§ TASK GOAL:
The string "below" may appear in lines of the listing. Report each line where it does.

──────────

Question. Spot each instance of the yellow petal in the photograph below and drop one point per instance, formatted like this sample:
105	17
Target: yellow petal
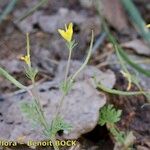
67	35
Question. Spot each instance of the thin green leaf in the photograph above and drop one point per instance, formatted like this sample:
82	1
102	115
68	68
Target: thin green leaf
117	92
11	79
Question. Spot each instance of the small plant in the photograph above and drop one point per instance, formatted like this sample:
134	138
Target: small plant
109	116
33	109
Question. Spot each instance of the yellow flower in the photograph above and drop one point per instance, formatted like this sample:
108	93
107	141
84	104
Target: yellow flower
67	33
26	59
128	77
148	26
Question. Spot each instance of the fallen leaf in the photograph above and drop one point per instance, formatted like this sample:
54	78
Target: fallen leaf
138	46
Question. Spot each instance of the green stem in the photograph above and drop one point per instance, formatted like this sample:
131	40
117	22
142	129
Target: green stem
86	60
117	92
68	65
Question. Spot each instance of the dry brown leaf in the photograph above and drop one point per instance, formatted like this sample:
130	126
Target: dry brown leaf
139	46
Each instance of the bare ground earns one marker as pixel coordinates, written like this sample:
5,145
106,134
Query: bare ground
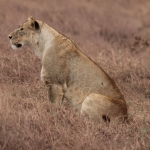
115,34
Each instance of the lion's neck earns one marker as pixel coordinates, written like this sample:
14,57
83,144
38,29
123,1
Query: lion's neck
45,40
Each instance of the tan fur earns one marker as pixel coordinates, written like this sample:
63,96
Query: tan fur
70,74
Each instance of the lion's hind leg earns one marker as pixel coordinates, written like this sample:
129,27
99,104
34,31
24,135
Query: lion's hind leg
104,109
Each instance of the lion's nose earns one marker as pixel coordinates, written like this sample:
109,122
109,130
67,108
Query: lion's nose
10,36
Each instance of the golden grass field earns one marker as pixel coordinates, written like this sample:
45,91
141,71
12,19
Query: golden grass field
115,34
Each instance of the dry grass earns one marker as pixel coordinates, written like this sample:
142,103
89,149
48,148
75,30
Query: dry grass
115,35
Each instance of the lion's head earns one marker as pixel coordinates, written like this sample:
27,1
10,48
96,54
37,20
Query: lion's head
23,35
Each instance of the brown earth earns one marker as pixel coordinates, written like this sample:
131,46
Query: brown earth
115,34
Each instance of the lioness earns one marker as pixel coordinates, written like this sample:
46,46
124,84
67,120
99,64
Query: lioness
70,74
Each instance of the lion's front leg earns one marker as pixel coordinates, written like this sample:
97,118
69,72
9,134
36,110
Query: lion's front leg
44,76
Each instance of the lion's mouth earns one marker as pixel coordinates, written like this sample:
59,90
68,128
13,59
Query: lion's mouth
18,45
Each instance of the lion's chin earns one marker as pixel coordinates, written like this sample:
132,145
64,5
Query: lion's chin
16,46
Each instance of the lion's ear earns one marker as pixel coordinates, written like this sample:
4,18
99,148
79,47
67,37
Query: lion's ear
34,23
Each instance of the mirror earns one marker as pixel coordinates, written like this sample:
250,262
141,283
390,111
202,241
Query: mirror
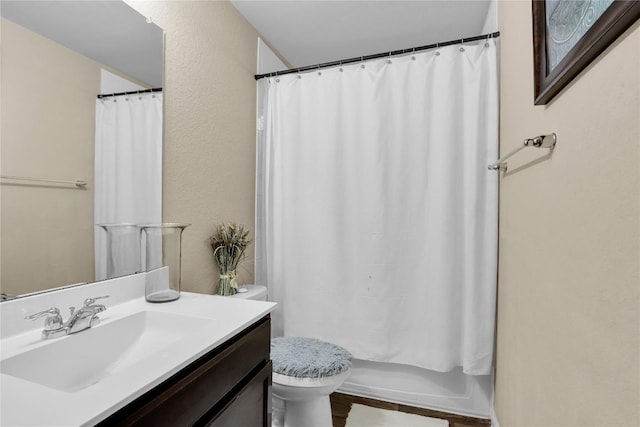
57,56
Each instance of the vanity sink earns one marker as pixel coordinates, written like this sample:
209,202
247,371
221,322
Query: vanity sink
78,361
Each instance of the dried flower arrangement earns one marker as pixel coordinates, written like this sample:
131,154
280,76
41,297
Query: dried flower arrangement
229,244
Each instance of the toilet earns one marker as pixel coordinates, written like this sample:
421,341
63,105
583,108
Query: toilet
305,372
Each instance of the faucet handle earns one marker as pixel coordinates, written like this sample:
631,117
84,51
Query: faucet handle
90,301
53,321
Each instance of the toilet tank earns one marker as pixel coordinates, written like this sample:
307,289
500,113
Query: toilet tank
254,292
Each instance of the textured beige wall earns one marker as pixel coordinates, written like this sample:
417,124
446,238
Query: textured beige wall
48,130
569,277
209,127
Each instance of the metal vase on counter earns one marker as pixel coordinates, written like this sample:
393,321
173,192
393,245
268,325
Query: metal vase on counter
163,253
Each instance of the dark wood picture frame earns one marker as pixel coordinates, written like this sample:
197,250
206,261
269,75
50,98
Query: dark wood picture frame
608,27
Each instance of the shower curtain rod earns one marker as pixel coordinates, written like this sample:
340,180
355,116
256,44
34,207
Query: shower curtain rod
133,92
378,55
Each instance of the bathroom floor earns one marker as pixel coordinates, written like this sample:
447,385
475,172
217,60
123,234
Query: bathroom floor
342,404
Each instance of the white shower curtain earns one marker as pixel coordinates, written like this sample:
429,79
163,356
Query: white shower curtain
376,210
128,170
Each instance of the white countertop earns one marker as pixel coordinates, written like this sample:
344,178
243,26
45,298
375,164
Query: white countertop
24,403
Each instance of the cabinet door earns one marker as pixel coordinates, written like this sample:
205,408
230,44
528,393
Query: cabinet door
249,408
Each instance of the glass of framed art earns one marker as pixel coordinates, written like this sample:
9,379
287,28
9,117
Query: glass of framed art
569,34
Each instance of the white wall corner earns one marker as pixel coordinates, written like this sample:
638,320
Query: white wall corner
491,20
492,409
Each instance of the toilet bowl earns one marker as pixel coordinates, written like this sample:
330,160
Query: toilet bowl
305,372
304,401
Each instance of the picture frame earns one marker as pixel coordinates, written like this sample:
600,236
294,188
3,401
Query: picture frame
553,70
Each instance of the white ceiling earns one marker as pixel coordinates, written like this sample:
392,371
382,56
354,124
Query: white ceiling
109,32
313,32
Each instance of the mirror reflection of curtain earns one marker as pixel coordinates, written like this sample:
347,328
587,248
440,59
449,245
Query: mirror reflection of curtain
128,172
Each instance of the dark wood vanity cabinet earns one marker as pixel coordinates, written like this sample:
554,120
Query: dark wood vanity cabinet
227,387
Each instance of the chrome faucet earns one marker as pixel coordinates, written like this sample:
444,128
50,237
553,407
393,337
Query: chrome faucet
83,318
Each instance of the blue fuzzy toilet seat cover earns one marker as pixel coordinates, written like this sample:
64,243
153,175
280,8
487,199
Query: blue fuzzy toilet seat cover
308,357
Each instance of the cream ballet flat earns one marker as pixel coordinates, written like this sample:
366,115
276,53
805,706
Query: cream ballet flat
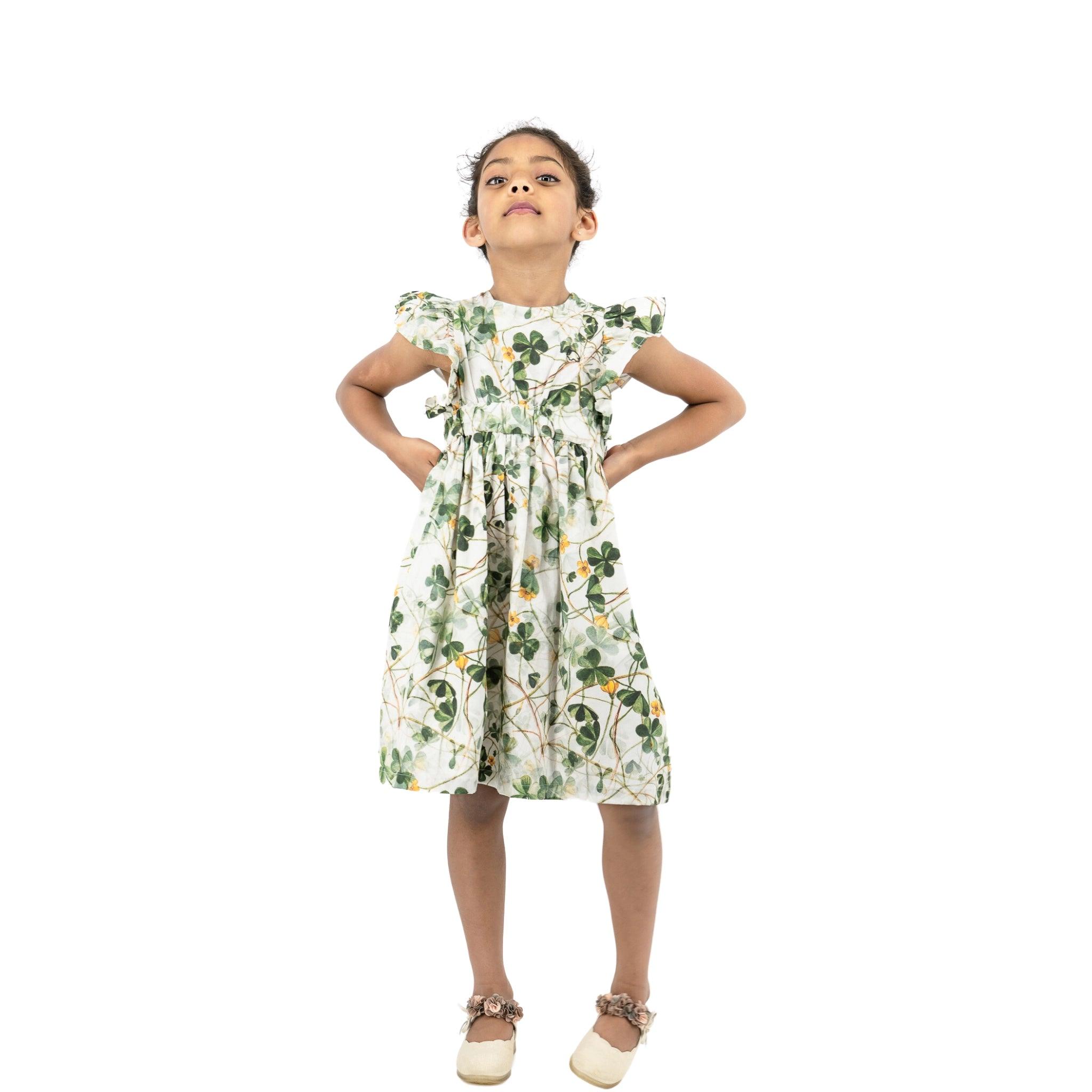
597,1061
491,1061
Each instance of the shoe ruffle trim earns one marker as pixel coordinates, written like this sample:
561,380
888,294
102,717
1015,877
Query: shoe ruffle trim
495,1005
622,1005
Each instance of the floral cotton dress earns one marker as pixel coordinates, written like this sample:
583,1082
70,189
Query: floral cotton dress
513,657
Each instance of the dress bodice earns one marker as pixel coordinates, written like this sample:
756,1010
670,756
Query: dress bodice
545,372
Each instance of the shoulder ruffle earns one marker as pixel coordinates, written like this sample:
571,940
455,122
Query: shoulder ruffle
625,327
430,323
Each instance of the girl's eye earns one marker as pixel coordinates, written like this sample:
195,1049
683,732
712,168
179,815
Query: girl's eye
502,178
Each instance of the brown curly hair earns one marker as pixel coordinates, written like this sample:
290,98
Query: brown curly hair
576,166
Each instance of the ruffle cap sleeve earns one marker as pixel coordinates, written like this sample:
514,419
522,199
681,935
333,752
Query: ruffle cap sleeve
429,323
625,328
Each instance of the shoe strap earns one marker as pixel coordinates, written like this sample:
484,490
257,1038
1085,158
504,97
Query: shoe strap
622,1005
494,1005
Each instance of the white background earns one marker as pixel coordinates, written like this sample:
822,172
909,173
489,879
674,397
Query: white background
866,606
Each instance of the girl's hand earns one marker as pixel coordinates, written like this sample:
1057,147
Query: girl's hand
415,457
619,462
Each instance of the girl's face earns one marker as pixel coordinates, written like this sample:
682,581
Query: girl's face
526,171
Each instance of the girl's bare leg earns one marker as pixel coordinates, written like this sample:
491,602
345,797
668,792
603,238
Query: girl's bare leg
476,864
631,861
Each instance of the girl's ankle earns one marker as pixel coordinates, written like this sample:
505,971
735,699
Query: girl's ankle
639,991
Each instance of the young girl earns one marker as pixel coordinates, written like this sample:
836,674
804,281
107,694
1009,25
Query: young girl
513,662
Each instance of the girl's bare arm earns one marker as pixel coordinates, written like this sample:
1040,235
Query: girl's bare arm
713,404
362,396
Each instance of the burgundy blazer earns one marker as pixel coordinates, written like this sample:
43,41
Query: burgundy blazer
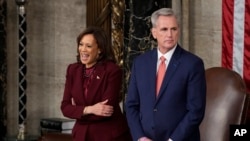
106,84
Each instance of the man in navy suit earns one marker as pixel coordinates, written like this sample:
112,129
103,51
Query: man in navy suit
175,113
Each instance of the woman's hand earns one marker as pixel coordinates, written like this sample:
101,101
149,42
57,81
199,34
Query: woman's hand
99,109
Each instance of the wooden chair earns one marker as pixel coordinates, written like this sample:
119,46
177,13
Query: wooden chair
226,104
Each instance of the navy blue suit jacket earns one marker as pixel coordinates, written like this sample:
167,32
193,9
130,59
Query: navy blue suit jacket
180,106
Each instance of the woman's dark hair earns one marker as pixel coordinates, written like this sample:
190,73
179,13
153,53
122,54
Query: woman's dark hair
102,41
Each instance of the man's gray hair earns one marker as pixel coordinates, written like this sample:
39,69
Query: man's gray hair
162,12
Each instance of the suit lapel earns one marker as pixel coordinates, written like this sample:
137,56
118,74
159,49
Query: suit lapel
171,69
95,83
152,74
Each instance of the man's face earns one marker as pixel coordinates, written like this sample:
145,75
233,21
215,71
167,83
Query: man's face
166,33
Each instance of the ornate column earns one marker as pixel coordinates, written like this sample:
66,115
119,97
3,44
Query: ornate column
3,69
22,70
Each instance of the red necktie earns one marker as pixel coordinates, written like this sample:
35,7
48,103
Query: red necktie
160,74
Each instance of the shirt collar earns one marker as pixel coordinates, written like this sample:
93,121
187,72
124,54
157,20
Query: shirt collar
167,55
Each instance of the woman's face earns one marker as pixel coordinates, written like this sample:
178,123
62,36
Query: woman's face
88,50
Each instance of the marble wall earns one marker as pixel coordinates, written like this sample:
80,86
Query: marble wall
52,27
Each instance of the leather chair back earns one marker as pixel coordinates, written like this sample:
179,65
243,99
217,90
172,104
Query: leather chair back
226,103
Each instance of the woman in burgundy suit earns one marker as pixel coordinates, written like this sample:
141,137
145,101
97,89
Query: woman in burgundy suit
92,88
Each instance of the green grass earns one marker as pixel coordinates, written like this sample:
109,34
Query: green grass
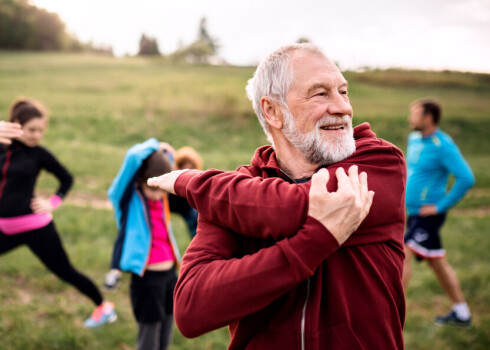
100,106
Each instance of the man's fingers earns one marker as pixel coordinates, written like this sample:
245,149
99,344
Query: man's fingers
319,181
354,177
343,181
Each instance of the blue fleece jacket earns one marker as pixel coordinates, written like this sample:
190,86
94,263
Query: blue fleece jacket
430,162
133,244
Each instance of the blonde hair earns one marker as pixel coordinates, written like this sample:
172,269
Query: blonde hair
24,109
188,155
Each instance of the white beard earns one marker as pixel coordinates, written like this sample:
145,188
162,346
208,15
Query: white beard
313,147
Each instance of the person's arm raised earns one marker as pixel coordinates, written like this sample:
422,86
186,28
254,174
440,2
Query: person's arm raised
271,207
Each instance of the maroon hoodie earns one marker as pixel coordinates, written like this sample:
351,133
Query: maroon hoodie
276,276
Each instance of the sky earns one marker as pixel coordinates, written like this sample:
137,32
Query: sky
412,34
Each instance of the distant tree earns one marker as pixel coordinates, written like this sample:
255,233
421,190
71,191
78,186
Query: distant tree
148,46
204,37
303,40
202,49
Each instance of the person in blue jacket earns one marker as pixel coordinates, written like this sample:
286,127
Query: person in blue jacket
432,156
145,245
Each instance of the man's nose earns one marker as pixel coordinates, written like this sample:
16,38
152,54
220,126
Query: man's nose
339,105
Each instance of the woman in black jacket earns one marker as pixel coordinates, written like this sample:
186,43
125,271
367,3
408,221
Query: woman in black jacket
26,219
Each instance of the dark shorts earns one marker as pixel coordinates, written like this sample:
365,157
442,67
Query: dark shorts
422,236
152,295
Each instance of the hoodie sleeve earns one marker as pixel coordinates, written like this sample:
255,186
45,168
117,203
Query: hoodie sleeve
275,208
132,161
252,206
216,286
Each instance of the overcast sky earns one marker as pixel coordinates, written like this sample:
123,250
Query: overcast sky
427,34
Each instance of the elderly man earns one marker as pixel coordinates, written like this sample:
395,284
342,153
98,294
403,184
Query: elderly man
281,259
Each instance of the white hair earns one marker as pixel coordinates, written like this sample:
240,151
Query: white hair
273,78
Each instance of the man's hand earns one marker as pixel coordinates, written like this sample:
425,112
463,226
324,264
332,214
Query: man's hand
341,212
41,205
166,182
9,131
428,210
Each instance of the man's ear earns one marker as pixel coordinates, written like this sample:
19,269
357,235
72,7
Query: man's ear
272,112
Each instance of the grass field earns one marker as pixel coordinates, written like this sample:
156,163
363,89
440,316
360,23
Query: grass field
100,106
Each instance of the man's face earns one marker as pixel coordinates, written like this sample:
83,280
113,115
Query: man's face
320,120
417,119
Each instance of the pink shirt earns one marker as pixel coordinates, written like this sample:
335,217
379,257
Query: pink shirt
160,245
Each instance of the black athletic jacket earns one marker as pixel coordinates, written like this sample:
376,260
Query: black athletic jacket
20,166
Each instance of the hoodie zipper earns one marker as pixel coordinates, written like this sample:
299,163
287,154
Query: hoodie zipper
305,304
303,316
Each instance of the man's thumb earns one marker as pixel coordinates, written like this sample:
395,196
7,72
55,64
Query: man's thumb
319,181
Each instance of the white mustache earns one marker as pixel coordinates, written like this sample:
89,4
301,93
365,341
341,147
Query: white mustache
328,121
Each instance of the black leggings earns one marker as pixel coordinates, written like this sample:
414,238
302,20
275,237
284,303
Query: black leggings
46,244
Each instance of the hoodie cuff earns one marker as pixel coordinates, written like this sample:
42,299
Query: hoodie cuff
180,186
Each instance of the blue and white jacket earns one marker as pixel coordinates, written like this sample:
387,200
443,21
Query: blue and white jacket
133,243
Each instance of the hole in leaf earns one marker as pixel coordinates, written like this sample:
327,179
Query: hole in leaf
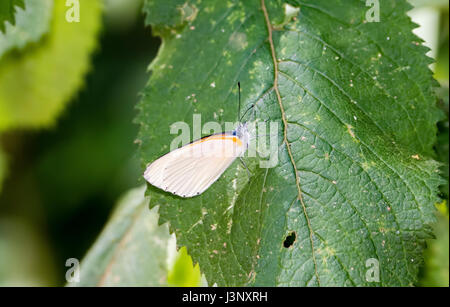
290,239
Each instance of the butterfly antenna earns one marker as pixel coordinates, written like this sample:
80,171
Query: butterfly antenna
239,105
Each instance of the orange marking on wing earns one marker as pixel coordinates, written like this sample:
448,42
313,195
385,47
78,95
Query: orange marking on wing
234,138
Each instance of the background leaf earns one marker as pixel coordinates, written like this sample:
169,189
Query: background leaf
356,105
59,64
133,250
32,24
8,11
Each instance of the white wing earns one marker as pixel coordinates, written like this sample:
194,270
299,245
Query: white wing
191,169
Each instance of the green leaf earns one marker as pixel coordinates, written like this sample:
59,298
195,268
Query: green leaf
443,138
133,250
3,167
436,255
32,23
35,84
8,10
354,99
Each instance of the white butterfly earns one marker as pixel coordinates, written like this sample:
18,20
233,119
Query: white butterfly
190,170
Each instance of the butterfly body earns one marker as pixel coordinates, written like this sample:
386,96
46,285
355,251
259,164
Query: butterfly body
190,170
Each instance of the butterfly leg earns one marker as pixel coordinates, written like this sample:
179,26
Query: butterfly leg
243,163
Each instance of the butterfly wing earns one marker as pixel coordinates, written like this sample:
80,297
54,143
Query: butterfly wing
190,170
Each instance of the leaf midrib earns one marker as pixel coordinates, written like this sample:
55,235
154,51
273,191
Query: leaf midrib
285,127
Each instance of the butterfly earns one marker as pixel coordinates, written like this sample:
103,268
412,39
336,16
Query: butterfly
191,169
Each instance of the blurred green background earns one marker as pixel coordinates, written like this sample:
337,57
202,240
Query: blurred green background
61,183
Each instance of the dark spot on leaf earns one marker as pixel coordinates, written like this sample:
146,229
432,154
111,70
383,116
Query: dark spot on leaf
290,239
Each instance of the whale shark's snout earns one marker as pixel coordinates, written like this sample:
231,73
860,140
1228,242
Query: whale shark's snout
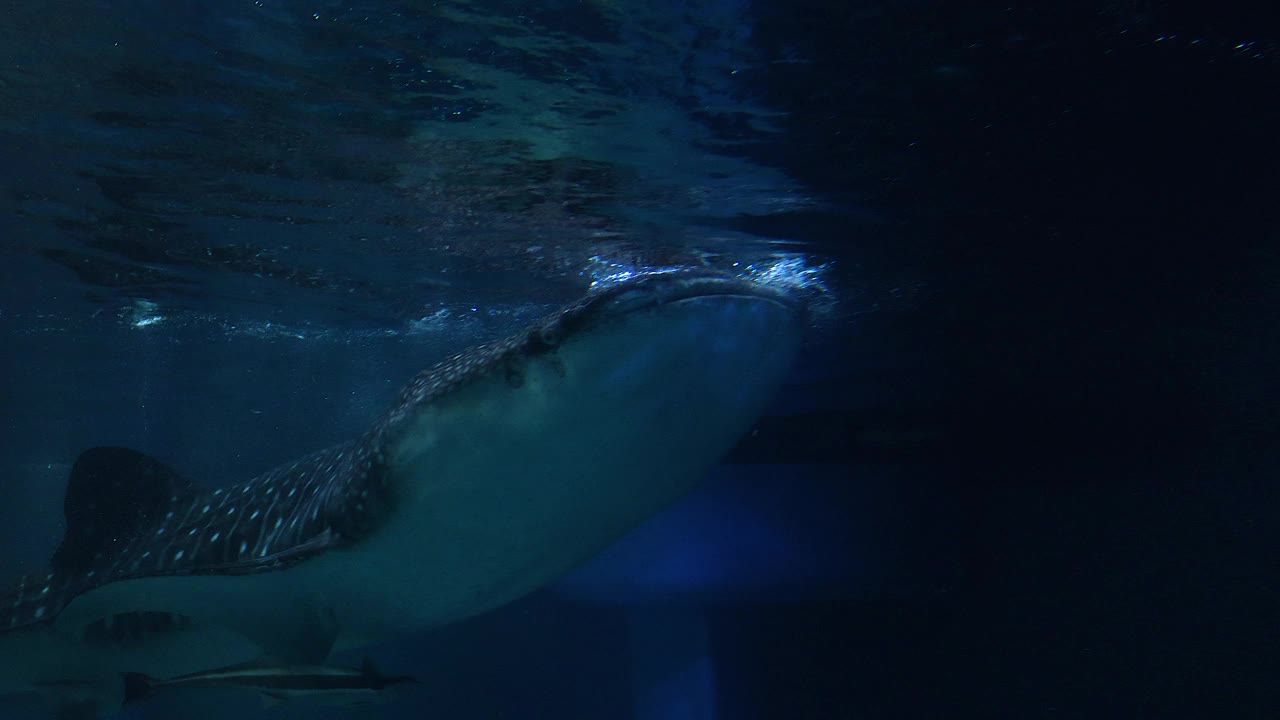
560,441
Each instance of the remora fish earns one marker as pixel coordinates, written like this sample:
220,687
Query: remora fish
314,683
494,472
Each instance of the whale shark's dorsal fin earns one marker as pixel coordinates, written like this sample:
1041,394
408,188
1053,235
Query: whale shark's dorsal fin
112,495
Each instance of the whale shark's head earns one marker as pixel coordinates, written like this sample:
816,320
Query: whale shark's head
512,463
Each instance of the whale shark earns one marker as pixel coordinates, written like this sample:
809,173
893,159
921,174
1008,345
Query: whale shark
493,473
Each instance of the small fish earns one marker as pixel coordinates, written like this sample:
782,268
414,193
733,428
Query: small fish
278,683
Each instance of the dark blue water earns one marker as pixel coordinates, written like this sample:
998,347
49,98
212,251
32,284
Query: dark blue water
1023,469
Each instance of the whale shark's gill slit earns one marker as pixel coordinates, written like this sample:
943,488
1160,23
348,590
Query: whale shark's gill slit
128,629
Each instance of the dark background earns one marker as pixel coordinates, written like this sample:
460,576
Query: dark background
1091,190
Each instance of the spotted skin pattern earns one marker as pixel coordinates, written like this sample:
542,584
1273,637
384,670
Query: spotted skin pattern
321,501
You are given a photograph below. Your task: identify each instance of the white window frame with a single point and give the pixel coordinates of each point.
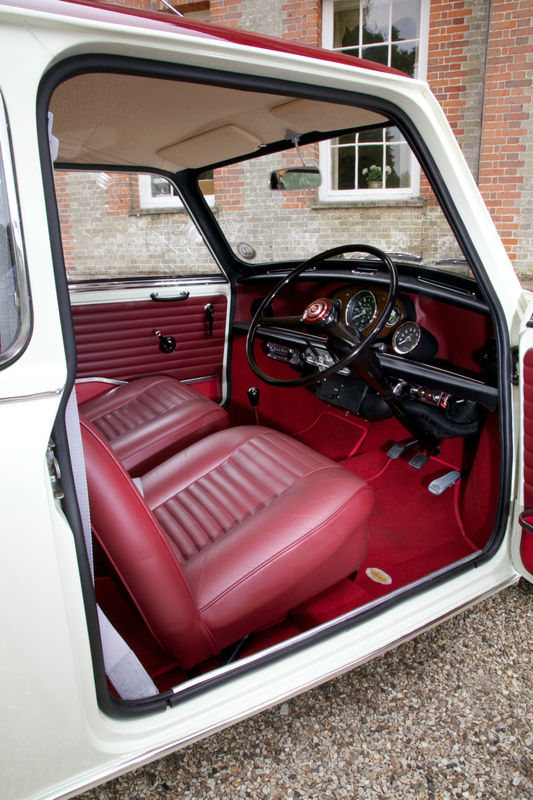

──────────

§ WRITTEN SOLUTION:
Question. Spot each instance of the yellow petal in the photograph below and drop one point per instance, formatted like this sample:
You are given a photograph below. Your task: identify each instance of the white window frame with a single point and give the pixel coordinates of each point.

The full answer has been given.